== Records shown

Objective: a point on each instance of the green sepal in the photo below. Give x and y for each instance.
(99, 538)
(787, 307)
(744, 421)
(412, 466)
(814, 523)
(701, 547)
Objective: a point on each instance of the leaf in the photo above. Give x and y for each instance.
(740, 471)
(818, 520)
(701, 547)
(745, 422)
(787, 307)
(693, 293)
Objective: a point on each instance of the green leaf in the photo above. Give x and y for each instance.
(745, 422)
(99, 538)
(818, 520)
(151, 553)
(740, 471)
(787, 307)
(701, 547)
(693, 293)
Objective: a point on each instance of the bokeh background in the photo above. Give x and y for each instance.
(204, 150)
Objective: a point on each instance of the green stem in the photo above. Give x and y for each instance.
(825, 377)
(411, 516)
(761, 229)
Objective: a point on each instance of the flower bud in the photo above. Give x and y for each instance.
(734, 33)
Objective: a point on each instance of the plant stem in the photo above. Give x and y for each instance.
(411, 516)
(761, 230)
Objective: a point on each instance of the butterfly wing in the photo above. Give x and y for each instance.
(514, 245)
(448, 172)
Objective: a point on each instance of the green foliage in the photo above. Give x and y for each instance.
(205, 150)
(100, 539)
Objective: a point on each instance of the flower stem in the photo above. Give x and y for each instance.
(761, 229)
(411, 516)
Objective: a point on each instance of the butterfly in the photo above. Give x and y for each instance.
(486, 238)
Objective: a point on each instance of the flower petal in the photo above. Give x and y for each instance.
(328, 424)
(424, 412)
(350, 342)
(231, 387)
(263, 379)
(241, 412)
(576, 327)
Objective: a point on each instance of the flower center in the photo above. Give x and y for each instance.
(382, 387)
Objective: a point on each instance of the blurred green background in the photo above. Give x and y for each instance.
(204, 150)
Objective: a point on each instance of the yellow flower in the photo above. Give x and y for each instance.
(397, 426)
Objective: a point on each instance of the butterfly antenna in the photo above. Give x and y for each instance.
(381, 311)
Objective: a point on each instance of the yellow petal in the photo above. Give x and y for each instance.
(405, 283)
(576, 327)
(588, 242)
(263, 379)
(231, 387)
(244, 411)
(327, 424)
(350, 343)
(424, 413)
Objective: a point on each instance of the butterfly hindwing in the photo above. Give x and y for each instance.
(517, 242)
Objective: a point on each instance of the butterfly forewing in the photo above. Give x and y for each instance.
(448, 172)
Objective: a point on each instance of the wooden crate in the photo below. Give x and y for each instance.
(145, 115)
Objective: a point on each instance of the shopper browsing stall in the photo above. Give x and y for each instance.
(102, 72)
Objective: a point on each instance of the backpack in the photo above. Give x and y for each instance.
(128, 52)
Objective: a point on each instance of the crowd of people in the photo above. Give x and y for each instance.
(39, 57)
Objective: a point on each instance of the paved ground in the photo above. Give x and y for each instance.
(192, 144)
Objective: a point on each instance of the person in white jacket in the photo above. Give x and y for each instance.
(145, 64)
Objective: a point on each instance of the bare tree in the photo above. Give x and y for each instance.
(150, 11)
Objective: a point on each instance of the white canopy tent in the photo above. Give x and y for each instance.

====

◆ **The problem**
Your task is to repeat the data exactly; please include every line.

◆ **Solution to the exercise**
Objective: a point on each instance of the green sepal in the photo below. Give x and y for each instance.
(99, 538)
(787, 307)
(744, 421)
(412, 466)
(814, 523)
(701, 547)
Objective: a point on each instance of the leaf in the photo above. Give x and y for each instance.
(740, 471)
(818, 520)
(701, 547)
(745, 422)
(787, 307)
(693, 293)
Objective: a point on each instance of the green leaf in the photo above. Give x and y for each instance.
(745, 422)
(99, 538)
(818, 520)
(151, 553)
(740, 471)
(787, 307)
(701, 547)
(693, 293)
Objective: a point on each instance of the bokeh background in the photo above. Give x and y for each instance.
(204, 150)
Objective: a point on each instance of the green stem in the photo above. Give x and y for each instance.
(825, 377)
(411, 516)
(761, 229)
Objective: a point on each instance of the flower bud in the photo above. Give x and y for each instance.
(734, 33)
Objective: a point on each instance of the plant stem in the photo above. Give x and y for each instance.
(411, 516)
(761, 230)
Objective: a point on each instance of the butterfly wing in the photo above. Give x and y for each instance.
(514, 245)
(448, 172)
Objective: a point on each instance of the green foliage in the photo above. Give x and y for each instance.
(205, 150)
(100, 539)
Objective: a point on each instance of the flower stem in the photo above. Give x and y for each instance.
(761, 229)
(411, 516)
Objective: a point on each instance of the butterfly in the photo above. Give x and y for each instance.
(486, 238)
Objective: a point on each instance of the flower petal in the photo above. Give x and y for each instance.
(328, 424)
(424, 412)
(350, 342)
(231, 387)
(263, 379)
(241, 412)
(576, 327)
Objective: a point on each instance of the flower center in the photo above. Give x and y for each instance.
(382, 387)
Objective: a point on each instance of the blurred green background in the photo above. Give x and y for each instance.
(204, 150)
Objective: a point on each instance of the yellow flower in the photo above. Give x and y for each instance.
(397, 426)
Objective: a point on each instance of the butterfly antenna in the photo above. Give x and y for each instance.
(381, 311)
Objective: a point on each instance of the yellow petal in the photo above. Give x and y for each instance.
(405, 283)
(576, 327)
(588, 242)
(263, 379)
(231, 387)
(244, 411)
(327, 424)
(350, 343)
(424, 413)
Objective: a point on each instance of the butterfly hindwing in the photo above. Give x and y for each instance.
(517, 242)
Objective: a point on each instance of the butterfly forewing in the photo above. Give x and y for each instance.
(448, 172)
Objective: a point on each instance of the wooden crate in the photo below. Give x and y for each instance.
(145, 115)
Objective: a point on each instance of the shopper browsing stall in the photo above. Give x and y for each instance.
(102, 72)
Objective: a point on each instance of the backpack in the photo above. Give x and y for each instance.
(128, 52)
Objective: a point on each instance of the crowd of people in the photo above. Give x and y for each instance.
(39, 57)
Objective: a point on each instance of the paved ground in the photo above. Give x and y for each instance.
(192, 144)
Objective: a point on each instance of the person in white jacket in the photo above. Give x and y for each instance.
(145, 64)
Objective: a point on each instance of the bare tree in the photo above. Give x and y for each instance.
(150, 11)
Objective: a point on each instance of the white canopy tent in the photo above. Give x and y for each instance.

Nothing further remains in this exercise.